## Exercise brief:
Count how many lines of the entries below contain the word "blue", treating uppercase and lowercase as different, and reply with only that number.

## Provided records:
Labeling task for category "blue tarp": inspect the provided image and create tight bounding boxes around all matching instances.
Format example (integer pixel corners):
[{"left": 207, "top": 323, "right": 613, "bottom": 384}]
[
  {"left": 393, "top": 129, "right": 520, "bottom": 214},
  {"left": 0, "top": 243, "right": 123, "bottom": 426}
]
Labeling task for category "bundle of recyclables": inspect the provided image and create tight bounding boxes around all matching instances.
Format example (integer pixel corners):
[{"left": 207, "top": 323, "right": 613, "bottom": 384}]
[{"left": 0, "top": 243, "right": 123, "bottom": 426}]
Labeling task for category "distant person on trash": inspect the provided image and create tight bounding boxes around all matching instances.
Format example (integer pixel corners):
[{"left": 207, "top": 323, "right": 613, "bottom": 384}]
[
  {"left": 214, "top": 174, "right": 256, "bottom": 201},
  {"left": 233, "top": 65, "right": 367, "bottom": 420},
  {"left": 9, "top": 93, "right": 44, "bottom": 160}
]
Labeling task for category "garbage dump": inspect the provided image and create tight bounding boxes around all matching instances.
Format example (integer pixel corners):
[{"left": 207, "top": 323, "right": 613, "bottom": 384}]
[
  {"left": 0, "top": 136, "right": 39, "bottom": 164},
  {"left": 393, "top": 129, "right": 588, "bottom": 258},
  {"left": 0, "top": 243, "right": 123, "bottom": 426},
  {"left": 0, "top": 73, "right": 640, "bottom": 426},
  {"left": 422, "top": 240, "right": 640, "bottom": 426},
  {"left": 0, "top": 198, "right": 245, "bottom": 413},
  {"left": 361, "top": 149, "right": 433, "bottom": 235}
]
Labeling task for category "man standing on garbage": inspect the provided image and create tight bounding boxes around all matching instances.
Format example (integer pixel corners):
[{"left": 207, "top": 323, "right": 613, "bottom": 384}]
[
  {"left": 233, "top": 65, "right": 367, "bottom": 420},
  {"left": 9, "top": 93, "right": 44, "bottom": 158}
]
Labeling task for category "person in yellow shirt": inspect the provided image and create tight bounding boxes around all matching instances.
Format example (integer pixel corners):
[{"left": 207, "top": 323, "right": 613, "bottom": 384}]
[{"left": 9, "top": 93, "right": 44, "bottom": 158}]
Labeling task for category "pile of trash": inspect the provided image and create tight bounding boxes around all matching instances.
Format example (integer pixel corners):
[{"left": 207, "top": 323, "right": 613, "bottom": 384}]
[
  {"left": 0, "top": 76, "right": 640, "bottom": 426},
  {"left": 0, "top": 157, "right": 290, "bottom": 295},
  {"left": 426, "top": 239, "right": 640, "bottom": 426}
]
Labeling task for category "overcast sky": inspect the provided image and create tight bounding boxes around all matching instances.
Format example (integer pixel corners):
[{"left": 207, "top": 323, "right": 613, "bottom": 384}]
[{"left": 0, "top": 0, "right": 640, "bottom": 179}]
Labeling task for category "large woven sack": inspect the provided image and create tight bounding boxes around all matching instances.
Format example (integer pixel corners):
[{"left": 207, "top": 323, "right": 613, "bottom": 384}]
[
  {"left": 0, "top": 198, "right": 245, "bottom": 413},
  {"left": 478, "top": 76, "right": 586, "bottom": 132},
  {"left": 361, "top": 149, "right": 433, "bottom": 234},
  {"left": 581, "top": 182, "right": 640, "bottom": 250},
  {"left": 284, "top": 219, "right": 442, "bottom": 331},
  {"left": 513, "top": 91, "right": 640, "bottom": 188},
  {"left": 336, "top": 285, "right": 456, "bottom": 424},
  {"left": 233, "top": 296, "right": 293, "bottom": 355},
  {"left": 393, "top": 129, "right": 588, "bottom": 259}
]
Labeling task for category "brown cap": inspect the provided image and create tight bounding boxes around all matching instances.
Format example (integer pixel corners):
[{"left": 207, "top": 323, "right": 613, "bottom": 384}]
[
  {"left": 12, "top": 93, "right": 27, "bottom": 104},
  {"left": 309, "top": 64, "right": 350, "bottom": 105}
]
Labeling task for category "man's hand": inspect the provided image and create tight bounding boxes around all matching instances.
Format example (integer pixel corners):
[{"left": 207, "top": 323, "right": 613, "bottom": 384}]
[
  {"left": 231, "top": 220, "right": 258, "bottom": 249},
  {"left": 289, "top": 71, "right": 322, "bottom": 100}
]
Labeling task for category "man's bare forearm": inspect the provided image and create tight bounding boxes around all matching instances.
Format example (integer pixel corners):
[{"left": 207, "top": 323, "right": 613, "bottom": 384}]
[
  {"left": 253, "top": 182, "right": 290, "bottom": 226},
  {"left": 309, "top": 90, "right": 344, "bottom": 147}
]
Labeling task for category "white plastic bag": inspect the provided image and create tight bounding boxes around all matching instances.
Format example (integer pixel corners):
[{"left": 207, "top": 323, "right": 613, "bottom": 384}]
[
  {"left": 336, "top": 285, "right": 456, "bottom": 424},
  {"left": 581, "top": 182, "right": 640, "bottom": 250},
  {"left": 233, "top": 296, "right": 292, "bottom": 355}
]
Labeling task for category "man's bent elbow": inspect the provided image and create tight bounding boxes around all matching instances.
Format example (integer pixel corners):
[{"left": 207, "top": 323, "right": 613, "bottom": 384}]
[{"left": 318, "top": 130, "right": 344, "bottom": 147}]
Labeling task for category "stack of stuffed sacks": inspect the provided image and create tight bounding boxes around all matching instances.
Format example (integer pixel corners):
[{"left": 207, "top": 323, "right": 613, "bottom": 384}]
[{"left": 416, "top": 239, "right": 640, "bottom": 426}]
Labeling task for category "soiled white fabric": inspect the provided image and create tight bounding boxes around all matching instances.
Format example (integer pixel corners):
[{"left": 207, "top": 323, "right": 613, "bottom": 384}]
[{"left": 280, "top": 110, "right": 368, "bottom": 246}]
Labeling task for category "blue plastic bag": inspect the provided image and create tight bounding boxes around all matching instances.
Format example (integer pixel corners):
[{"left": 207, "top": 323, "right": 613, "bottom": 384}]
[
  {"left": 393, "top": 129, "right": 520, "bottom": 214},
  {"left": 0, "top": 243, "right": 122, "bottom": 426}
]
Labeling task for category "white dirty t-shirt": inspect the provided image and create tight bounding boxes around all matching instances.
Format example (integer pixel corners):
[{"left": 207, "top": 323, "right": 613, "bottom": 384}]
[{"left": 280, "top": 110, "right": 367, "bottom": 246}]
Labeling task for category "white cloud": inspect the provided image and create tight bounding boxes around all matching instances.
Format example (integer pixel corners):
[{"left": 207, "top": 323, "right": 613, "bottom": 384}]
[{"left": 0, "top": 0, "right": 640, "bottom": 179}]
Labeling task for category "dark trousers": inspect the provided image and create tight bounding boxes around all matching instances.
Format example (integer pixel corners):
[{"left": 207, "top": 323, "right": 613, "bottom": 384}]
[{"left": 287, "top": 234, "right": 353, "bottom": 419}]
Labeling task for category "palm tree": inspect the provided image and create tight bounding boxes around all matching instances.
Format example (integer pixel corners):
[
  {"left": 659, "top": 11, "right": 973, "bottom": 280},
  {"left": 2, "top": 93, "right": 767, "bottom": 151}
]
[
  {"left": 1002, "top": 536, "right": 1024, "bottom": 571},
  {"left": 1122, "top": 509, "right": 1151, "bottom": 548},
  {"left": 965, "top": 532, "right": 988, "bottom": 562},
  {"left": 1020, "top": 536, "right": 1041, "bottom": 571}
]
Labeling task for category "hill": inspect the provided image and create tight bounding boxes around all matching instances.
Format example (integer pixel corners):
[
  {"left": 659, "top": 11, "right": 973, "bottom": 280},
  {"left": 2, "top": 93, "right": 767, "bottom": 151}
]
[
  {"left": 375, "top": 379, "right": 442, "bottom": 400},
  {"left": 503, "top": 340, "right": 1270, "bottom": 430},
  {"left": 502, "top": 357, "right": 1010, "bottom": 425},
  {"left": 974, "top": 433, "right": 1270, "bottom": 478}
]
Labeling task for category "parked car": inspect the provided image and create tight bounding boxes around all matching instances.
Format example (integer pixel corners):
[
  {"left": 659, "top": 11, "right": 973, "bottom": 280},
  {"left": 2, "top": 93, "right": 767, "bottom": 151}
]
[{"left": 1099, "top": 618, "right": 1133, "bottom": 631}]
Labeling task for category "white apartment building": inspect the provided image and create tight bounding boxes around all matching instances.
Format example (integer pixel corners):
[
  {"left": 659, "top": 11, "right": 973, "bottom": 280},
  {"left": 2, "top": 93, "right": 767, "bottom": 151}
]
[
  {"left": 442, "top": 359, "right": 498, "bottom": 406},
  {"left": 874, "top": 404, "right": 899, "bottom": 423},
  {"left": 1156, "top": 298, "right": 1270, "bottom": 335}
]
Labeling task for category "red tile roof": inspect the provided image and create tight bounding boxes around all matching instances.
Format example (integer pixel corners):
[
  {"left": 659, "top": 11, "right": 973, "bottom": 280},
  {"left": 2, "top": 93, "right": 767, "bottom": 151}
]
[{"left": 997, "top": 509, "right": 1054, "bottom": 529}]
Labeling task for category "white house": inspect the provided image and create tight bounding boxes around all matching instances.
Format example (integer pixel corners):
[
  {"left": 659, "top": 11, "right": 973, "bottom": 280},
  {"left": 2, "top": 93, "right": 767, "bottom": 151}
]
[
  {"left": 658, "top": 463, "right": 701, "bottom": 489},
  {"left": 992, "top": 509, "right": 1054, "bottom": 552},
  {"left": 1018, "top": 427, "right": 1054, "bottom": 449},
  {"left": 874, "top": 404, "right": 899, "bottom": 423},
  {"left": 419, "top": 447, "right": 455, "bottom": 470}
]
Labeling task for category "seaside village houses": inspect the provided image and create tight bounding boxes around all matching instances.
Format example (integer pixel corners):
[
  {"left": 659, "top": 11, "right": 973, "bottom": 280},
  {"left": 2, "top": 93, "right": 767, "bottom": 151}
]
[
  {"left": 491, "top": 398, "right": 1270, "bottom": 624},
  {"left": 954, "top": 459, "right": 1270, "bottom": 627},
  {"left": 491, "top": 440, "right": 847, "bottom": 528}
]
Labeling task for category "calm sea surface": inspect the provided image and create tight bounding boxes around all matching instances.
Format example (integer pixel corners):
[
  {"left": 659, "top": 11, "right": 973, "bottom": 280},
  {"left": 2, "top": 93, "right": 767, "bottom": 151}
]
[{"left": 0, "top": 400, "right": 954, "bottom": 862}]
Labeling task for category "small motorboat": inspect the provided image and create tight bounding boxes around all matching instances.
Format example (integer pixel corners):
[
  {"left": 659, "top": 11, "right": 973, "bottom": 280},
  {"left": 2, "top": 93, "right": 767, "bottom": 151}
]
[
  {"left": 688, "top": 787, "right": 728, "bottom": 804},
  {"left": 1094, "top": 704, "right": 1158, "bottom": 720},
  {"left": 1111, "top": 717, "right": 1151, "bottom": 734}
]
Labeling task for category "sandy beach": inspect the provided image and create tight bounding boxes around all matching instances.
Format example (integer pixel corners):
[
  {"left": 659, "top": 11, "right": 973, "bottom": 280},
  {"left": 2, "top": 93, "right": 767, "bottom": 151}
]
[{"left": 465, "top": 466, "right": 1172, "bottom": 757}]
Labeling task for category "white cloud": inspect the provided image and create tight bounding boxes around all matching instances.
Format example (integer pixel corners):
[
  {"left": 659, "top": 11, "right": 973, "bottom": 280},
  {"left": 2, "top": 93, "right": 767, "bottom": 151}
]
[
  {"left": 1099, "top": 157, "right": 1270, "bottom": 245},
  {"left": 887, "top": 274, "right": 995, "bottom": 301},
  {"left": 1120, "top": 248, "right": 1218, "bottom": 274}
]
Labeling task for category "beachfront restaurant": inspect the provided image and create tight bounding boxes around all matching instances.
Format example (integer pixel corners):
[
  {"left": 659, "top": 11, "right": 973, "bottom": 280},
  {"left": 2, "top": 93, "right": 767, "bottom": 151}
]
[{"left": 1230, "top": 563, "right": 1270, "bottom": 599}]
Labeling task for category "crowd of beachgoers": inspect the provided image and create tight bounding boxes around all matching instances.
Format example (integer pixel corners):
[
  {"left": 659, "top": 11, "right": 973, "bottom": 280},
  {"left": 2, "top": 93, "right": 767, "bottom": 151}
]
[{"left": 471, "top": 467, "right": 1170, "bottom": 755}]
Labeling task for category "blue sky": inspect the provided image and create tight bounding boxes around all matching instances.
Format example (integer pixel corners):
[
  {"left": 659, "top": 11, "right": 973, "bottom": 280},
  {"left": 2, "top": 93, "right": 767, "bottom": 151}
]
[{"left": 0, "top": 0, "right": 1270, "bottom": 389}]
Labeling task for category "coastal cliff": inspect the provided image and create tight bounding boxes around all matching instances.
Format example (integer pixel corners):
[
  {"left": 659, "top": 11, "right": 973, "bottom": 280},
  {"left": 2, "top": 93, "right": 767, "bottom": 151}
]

## Task result:
3